| What this task involves |
Take the line that holds "pixel 69 57" and every line after it to the end of the entries, and repeat them exactly without the pictures.
****************************************
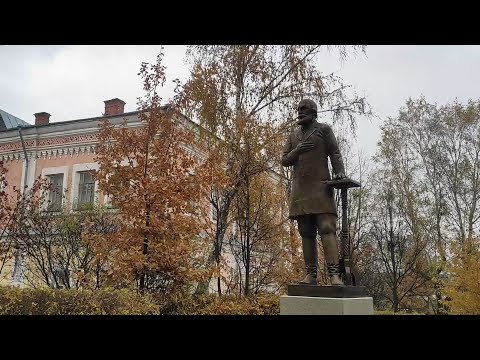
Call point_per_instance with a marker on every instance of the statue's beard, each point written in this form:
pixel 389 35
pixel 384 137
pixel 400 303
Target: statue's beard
pixel 304 119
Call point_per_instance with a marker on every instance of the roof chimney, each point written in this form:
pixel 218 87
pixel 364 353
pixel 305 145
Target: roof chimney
pixel 42 118
pixel 114 107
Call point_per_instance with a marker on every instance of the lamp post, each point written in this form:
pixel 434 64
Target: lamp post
pixel 349 273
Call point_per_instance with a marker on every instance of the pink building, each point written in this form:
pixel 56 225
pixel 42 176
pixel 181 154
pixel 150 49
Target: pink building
pixel 62 151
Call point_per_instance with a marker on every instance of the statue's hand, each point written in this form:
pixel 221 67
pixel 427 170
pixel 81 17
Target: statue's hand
pixel 304 147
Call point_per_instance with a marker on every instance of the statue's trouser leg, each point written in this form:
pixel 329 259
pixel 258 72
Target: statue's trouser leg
pixel 326 224
pixel 308 231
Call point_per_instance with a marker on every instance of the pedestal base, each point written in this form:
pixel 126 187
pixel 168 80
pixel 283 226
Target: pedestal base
pixel 309 305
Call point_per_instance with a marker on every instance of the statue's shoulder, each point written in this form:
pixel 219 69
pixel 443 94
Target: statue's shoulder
pixel 324 127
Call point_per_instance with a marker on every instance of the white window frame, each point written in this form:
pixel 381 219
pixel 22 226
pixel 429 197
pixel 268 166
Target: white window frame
pixel 54 171
pixel 77 168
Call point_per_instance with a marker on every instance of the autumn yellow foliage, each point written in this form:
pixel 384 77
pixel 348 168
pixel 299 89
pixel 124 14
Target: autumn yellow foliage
pixel 463 287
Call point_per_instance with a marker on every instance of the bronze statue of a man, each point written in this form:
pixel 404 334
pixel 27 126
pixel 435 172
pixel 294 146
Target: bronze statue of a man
pixel 312 202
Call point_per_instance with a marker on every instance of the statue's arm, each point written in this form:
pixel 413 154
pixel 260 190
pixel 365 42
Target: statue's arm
pixel 333 151
pixel 289 155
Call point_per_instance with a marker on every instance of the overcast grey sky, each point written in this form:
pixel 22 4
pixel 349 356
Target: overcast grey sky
pixel 71 82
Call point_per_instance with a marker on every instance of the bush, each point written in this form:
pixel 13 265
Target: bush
pixel 183 304
pixel 46 301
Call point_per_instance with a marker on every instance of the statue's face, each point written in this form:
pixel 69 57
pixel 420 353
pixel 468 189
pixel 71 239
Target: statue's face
pixel 306 112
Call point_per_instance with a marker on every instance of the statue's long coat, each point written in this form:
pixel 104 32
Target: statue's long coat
pixel 309 195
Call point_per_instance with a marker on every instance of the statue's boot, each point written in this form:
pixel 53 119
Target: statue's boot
pixel 332 257
pixel 310 256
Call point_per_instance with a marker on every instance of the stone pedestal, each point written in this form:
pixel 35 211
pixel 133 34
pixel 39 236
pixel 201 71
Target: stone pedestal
pixel 325 300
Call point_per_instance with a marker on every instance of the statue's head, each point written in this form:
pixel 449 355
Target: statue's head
pixel 307 111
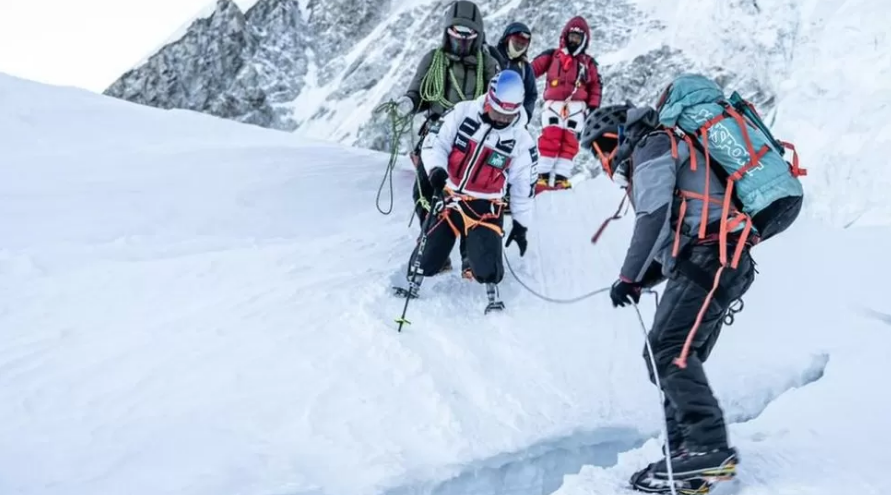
****************************************
| Output |
pixel 69 57
pixel 420 353
pixel 468 189
pixel 71 239
Target: statue's face
pixel 306 112
Call point_per_instance with a marker on every instance of the statue's long coat, each point written in this form:
pixel 104 32
Target: statue's long coat
pixel 309 195
Call point_per_instance with a marker on every instance of the statue's boot, each point written in this form:
pixel 53 119
Target: statue's boot
pixel 332 257
pixel 310 256
Call point_per_instance with a marker on every instance of the stone pedestal, each point written in this form:
pixel 35 211
pixel 133 34
pixel 39 236
pixel 201 71
Target: stone pedestal
pixel 325 300
Call point_per_instance with a marker on every instance of the statue's head, each point written in this form:
pixel 449 355
Target: statue's head
pixel 307 111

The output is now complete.